[Stored data entries]
____

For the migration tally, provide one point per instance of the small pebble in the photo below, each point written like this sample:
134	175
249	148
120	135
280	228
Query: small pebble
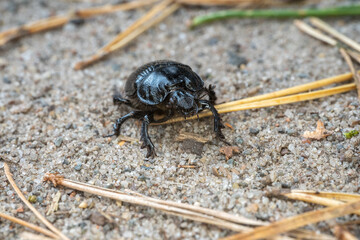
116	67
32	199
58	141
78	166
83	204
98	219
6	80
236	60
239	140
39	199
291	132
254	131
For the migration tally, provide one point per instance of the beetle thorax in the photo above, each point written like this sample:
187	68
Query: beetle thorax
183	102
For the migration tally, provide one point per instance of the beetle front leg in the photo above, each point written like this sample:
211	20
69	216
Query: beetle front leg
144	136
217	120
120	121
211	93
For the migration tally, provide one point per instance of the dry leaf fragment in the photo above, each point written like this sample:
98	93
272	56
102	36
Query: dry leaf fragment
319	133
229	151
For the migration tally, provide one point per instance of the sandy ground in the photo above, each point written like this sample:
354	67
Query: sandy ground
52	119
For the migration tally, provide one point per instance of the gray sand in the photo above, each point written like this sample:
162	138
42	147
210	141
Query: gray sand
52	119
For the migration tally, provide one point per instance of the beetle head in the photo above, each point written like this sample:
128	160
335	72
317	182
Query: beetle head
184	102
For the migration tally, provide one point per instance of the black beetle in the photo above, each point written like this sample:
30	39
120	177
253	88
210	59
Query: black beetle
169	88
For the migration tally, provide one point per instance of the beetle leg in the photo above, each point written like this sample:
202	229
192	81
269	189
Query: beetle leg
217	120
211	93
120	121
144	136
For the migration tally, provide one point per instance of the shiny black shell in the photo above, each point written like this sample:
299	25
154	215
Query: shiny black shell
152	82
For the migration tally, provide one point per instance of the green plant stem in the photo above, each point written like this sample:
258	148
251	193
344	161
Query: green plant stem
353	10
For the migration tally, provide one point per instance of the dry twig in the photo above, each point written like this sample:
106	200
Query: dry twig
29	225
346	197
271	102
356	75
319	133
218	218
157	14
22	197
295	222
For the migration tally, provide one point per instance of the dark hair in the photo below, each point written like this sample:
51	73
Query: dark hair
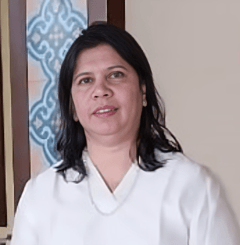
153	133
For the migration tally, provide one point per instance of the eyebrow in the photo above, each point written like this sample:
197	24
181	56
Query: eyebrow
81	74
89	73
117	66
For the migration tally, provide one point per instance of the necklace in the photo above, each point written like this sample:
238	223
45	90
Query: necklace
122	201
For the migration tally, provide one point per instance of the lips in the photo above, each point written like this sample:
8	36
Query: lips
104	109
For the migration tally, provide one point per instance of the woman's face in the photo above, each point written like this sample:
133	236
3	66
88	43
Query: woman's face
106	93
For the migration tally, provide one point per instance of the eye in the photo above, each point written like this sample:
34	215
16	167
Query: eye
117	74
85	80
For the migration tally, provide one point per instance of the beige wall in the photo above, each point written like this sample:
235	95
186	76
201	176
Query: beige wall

____

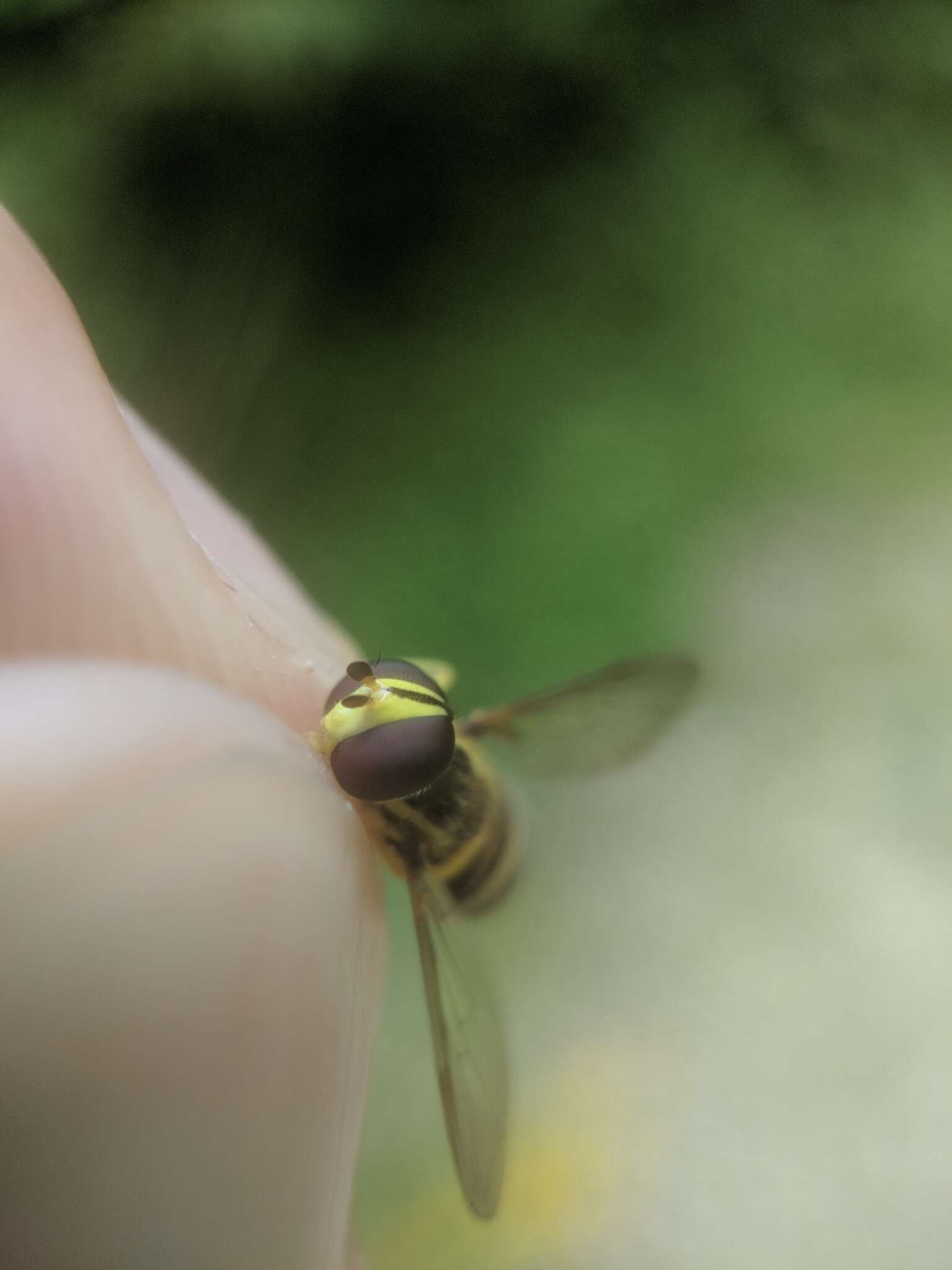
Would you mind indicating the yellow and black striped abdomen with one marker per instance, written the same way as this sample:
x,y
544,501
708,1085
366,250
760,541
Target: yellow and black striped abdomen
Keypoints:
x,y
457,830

____

* [What the task requires]: With the pictures omitted, print the lines above exactly, beginning at the line with "of the green" and going on through the line with "Query: beige wall".

* [Output]:
For the migration tally, provide one point per instance of the green plant stem in the photo above, each point written like this sample:
258	148
251	193
344	161
Query: green plant stem
353	10
For the migration tally, provide one point per instance of the dry twig in the photo above, each point written like this sample:
106	200
Query: dry twig
29	225
346	197
271	102
356	75
319	133
218	218
157	14
22	197
295	222
For the migration tally, provide one point per instance of the dark hair in the photo below, each point written like this sample:
51	73
Query: dark hair
153	133
For the migration tally, provide one point per instance of the eyebrow in the photo above, each point written like this sample:
197	24
181	56
Query: eyebrow
81	74
89	73
117	66
For the migration tally, provide one point per instance of the necklace in the photo above, each point written like this sample:
238	223
45	90
Query: necklace
122	201
For the migration tally, provide one point per instance of the lips in the photo above, each point written like this sample:
8	36
Query: lips
104	109
For the migration tally, provide one point per instance of the woman's face in the photo above, each point written like this sample:
133	236
3	66
88	43
Query: woman's face
106	93
For the migration tally, provide one point per instance of the eye in the photo above, each point written like this sample:
34	215
16	167
Query: eye
117	74
85	80
For the migration tally, provide one point per instance of the beige wall in the photo above, each point written like this sample:
235	95
186	76
201	176
Query: beige wall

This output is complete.